» **EXERCISE DETAILS**:
Render the lines of the items below as a single numbered list, skipping any blank lines. Leave the pictures out of your answer.
[Begin]
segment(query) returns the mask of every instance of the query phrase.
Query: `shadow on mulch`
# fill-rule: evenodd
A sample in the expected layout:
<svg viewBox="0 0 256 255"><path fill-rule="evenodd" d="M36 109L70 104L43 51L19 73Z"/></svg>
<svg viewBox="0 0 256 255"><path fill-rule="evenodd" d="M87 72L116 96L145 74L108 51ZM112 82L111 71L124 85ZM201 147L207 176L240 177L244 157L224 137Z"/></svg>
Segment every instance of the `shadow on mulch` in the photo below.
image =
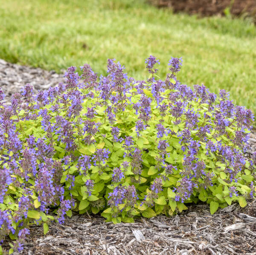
[End]
» **EXERCISE RESULT**:
1. segment(query) returns the mask of every instance of the query phrase.
2. Query: `shadow on mulch`
3. # fill-rule: evenodd
4. A sample in the expected layout:
5. <svg viewBox="0 0 256 255"><path fill-rule="evenodd" d="M36 109L70 104L43 51L19 73Z"/></svg>
6. <svg viewBox="0 0 256 255"><path fill-rule="evenodd" d="M87 72L116 96L145 74L108 51ZM112 82L111 71L124 85ZM201 147L207 176L240 177L244 157L224 137Z"/></svg>
7. Segment every instance of the `shadow on mulch` in the photo below.
8. image =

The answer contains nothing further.